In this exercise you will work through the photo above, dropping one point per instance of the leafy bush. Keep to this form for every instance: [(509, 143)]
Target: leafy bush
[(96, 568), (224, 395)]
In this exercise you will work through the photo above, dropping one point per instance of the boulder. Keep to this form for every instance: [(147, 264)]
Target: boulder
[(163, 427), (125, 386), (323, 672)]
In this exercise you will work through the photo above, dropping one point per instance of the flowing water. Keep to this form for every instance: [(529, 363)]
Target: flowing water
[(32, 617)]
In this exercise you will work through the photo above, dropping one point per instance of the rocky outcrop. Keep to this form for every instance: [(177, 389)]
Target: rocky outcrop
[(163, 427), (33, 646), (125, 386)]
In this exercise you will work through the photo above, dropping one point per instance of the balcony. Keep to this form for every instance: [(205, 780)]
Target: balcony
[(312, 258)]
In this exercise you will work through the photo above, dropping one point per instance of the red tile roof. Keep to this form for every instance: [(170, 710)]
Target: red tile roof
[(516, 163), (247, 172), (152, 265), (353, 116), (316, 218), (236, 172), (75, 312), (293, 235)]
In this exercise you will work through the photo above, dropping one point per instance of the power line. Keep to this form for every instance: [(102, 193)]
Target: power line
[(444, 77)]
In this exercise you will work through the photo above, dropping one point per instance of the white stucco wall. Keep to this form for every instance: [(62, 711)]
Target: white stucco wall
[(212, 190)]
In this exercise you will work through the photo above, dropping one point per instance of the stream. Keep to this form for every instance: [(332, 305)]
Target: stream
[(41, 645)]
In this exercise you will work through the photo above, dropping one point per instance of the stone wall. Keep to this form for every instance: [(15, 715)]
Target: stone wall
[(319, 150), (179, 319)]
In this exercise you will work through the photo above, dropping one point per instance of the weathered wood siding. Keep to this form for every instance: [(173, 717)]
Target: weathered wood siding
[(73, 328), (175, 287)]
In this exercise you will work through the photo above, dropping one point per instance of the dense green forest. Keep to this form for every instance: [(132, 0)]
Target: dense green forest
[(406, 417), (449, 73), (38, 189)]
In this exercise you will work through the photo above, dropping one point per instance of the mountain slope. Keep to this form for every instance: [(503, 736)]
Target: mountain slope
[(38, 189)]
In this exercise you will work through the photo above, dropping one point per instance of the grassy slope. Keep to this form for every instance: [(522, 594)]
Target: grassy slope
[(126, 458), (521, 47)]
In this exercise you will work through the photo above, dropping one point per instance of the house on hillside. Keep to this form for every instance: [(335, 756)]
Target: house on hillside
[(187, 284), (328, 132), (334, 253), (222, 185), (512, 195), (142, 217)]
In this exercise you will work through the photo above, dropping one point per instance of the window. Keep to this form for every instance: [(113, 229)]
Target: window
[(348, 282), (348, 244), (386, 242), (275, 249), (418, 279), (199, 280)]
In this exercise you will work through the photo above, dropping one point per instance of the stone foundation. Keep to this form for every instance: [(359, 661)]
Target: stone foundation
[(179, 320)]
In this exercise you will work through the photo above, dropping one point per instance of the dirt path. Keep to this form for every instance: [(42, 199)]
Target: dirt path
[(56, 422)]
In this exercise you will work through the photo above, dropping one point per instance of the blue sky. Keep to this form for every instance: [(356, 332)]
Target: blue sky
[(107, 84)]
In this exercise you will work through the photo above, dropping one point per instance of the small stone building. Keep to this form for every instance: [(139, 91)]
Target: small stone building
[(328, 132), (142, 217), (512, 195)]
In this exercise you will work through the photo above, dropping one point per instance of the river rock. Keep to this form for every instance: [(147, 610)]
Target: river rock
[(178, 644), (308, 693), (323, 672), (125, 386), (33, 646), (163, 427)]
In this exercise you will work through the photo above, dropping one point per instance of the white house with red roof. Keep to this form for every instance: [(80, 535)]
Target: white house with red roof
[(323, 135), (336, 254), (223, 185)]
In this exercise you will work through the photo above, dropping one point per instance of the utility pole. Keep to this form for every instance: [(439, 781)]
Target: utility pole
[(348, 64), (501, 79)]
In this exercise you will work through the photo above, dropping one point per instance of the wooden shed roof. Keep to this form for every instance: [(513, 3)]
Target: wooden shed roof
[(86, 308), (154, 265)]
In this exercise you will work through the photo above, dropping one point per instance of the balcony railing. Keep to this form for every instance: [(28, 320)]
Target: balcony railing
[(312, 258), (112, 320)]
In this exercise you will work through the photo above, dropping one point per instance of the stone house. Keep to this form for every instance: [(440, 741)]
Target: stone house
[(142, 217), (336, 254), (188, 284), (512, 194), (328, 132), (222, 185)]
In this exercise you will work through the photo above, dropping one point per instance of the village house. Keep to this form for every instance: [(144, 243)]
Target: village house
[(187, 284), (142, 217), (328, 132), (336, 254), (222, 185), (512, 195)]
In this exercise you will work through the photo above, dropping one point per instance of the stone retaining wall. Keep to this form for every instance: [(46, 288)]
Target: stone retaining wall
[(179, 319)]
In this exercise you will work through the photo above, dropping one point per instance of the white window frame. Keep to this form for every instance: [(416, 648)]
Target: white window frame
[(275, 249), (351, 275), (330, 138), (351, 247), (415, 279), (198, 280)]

**What the exercise asks**
Please recast all the rows above as a numbered list with one line per item, leaving out any blank lines.

**The solution**
1. In this exercise you will work through the photo above, dropping one point per instance of the leafy bush. Keep to this form for every instance: [(509, 143)]
2. Target: leafy bush
3. [(96, 568), (224, 395)]
4. In this exercise you will work through the photo above, dropping one point per instance of the boulder. Keep to this form for every instance: [(147, 264)]
5. Target: boulder
6. [(163, 427), (125, 386), (323, 672)]
7. In this exercise you will work through the photo above, dropping one point per instance of the flowing water. Keep to this form for every instance: [(529, 363)]
8. Target: flowing water
9. [(32, 617)]
10. In this exercise you will work through the photo above, dropping one point per instance of the rocky outcrop. Keep to this form for every instance: [(177, 389)]
11. Target: rocky outcrop
12. [(163, 427), (33, 646), (125, 386)]
13. In this exercise you will work through the photo above, dropping one point per instance of the balcony. Keep to this form for every instance: [(205, 780)]
14. Target: balcony
15. [(312, 258)]
16. In this exercise you will work through the photo above, dropping one point per instance of the red tile roof. Keep to this form for every instance: [(170, 710)]
17. Target: red tile roof
18. [(516, 163), (247, 172), (152, 265), (353, 116), (316, 218), (236, 172), (75, 312), (293, 235)]
19. In this exercise you will work through the photo above, dropping one point per instance of the power line. Keep to this form for every instance: [(102, 193)]
20. Target: power line
21. [(444, 77)]
22. In this exercise you will work through the photo above, dropping one point per instance of the white stucco wall. Keep to this form for every instance: [(62, 711)]
23. Target: white stucco wall
24. [(212, 190)]
25. In this exercise you will work through the photo above, dropping one point per instance of the stream. Keep to this form for every instance: [(332, 305)]
26. Target: stream
27. [(41, 645)]
28. In this exercise you will work through the photo above, dropping one point per instance of the stone wall. Keep to this form for every instance: [(15, 715)]
29. Target: stone wall
30. [(319, 150), (179, 319)]
31. In this exercise you will work through the photo above, dropping one point per instance of the weathered wood siding. Keep to this form for every instance: [(173, 717)]
32. Target: weathered wood siding
33. [(73, 328), (175, 287)]
34. In this exercise you will work through the photo above, dropping one point per instance of the dense green forest. Keep to this form for every instance: [(132, 0)]
35. Target: dense green forest
36. [(406, 417), (449, 73), (38, 189)]
37. In this exercise you will work through the photo above, dropping one point per instance of the mountain slope. Keep to this form for every instance: [(503, 736)]
38. Target: mountain slope
39. [(38, 189)]
40. In this exercise you will work through the photo above, dropping one point per instance of the grassy slope. Keep to this form for every instance: [(522, 594)]
41. Target: grassy slope
42. [(126, 458), (521, 47)]
43. In this exercise you will work through the photo above, dropping one point per instance of the house on hillside. Keep to this form for every instance: [(335, 756)]
44. Target: house on hillside
45. [(187, 284), (328, 132), (334, 253), (222, 185), (512, 195), (142, 217)]
46. In this exercise you will work through the photo above, dropping one point per instance of the window. Keep to this form for every instance: [(113, 229)]
47. Target: window
48. [(348, 282), (348, 244), (386, 242), (275, 249), (418, 279), (199, 280)]
49. In this exercise you will work through the photo above, dropping one point per instance of the stone foundation. Keep to this form for every instance: [(359, 661)]
50. Target: stone foundation
51. [(179, 320)]
52. In this exercise you will work through the photo above, dropping one point per instance of the dirt path. Keep to this form for every instance: [(42, 199)]
53. Target: dirt path
54. [(56, 422)]
55. In this exercise you will work through the photo above, dropping one point per instance of the blue sky. Keep to this form for every instance: [(356, 332)]
56. Target: blue sky
57. [(107, 84)]
58. In this exercise you will work through the photo above, dropping one point per instance of the small stone building. Keep to this form for every instance: [(139, 91)]
59. Target: small stone building
60. [(328, 132), (142, 217), (512, 195)]
61. In this exercise you will work through the photo above, dropping one point per instance of the river rock. Keep to this form for every instance: [(147, 610)]
62. Target: river rock
63. [(178, 644), (308, 693), (323, 672), (125, 386), (33, 646), (163, 427)]
64. In this exercise you will work through the photo above, dropping one point per instance of the white house with red roof. Keep to this form for every instance: [(80, 535)]
65. Target: white house with red roof
66. [(323, 135), (336, 254), (223, 185)]
67. In this exercise you will work through the photo above, dropping one point per instance of the utility pole. Keep to this form for every instance: [(439, 781)]
68. Target: utility pole
69. [(348, 64), (501, 79)]
70. In this exercise you will work through the photo above, dropping one point per instance of the wooden shed roof. Keep to this form for every instance: [(513, 3)]
71. Target: wooden shed roof
72. [(86, 308), (154, 265)]
73. In this exercise you will work through the photo above, dropping one point per instance of the balcony railing. Keep to this form for every instance: [(28, 320)]
74. Target: balcony railing
75. [(312, 258), (112, 320)]
76. In this exercise you will work through the photo above, dropping one point per instance of the stone house. Keep to this form for every instance: [(440, 741)]
77. Target: stone house
78. [(142, 217), (336, 254), (188, 284), (512, 194), (328, 132), (222, 185)]
79. In this exercise you will work through the photo above, dropping one point per instance of the village house. Keep to this form for every instance: [(144, 243)]
80. Target: village house
81. [(187, 284), (142, 217), (328, 132), (336, 254), (222, 185), (512, 195)]
82. In this exercise you will work through the photo above, dropping one point per instance of the stone retaining wall. Keep to this form for every instance: [(46, 288)]
83. Target: stone retaining wall
84. [(179, 319)]
85. In this exercise you will work through the photo above, dropping one point per instance of the white window frame. Keep to this form for every instance: [(416, 648)]
86. Target: white window frame
87. [(275, 249), (351, 275), (330, 138), (351, 247), (415, 279), (198, 280)]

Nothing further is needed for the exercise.